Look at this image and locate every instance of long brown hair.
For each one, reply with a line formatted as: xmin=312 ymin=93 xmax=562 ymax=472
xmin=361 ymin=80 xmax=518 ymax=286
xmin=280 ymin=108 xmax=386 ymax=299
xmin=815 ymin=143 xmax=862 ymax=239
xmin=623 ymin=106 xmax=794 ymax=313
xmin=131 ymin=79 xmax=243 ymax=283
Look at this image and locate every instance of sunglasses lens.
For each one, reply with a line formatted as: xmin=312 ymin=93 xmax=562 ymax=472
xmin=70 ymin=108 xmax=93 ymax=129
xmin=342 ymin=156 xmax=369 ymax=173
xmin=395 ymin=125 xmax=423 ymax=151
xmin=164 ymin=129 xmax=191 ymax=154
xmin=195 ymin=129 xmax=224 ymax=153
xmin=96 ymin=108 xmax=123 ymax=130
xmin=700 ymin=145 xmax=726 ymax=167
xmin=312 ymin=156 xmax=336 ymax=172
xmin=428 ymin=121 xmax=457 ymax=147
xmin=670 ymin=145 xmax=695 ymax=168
::::
# The task:
Your task is to set down only the lines that run from the opening of the listing to the line with "Look at this image and locate every instance of sunglasses", both ends included, each unchanged.

# Finished task:
Look at this image and locate every instance of long brown hair.
For each one, reply with a line formatted as: xmin=312 ymin=93 xmax=562 ymax=472
xmin=361 ymin=80 xmax=518 ymax=286
xmin=280 ymin=108 xmax=386 ymax=299
xmin=815 ymin=143 xmax=862 ymax=239
xmin=623 ymin=106 xmax=794 ymax=313
xmin=131 ymin=79 xmax=243 ymax=283
Look at this image and locate every instance of sunglasses lens.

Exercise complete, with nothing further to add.